[DATA SUPPLIED]
Start of Block
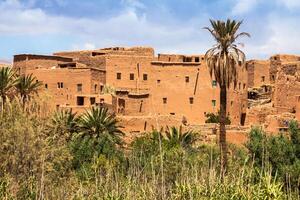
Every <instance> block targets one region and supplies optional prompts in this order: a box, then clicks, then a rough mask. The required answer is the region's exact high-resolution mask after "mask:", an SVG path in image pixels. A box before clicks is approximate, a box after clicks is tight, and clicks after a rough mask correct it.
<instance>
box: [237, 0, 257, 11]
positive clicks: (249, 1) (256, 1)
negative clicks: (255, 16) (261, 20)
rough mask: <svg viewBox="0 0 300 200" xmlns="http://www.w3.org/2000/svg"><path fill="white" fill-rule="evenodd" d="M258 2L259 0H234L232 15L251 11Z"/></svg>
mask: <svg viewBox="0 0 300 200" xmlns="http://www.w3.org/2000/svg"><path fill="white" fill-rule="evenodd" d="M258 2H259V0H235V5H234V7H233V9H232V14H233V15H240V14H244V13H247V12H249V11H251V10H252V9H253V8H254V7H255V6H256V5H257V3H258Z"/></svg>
End of Block
Start of Block
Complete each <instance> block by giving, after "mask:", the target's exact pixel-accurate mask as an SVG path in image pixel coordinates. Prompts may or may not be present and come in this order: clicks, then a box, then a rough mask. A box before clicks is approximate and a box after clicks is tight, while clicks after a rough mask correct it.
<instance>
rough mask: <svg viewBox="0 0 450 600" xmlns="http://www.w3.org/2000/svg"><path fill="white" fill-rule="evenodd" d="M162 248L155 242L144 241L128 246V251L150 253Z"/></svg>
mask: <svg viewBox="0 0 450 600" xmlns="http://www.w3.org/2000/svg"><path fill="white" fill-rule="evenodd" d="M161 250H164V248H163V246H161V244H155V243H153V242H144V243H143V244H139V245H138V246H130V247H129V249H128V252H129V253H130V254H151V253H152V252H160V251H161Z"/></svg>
End of Block
Count the lines in the rows above that contain the string "evenodd", with case counting, and give only the number.

4